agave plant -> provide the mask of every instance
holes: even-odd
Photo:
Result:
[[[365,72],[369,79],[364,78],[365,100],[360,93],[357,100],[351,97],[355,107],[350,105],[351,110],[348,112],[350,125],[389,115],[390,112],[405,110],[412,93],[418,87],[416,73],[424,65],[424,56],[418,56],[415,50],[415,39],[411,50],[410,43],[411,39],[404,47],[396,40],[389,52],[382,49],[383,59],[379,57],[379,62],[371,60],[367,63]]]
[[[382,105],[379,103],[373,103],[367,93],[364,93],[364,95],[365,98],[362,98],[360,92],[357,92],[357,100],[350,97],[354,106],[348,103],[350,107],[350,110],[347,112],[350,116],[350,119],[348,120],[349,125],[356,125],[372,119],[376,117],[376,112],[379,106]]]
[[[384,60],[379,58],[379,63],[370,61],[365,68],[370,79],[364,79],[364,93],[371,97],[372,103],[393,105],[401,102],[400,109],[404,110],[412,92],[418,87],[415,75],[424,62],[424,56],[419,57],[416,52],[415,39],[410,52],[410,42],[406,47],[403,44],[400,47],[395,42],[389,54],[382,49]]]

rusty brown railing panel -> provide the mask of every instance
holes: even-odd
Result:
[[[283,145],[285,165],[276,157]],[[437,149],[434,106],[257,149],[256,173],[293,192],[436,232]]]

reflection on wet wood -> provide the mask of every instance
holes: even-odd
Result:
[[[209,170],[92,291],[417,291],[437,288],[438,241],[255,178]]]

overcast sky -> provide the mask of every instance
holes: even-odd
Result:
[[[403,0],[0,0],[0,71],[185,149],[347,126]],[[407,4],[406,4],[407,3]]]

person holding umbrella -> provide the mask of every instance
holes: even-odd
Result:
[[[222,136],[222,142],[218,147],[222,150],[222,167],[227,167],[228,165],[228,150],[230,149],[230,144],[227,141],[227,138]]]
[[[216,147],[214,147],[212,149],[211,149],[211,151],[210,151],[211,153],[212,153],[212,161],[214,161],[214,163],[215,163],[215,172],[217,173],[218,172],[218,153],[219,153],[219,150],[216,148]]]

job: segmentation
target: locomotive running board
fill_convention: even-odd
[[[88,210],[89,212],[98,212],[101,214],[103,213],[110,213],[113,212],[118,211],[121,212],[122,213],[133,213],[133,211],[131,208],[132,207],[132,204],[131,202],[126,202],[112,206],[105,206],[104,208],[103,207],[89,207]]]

## AIM
Can you express the part that opens with the line containing "reflection on wet" and closes with the line containing "[[[209,170],[92,291],[417,291],[437,288],[438,241],[255,178]]]", both included, as a numbered list with any blank lines left out?

## REPLY
1. reflection on wet wood -> provide the mask of every instance
2. holes: even-odd
3. Result:
4. [[[209,170],[92,291],[417,291],[437,288],[438,241],[255,178]]]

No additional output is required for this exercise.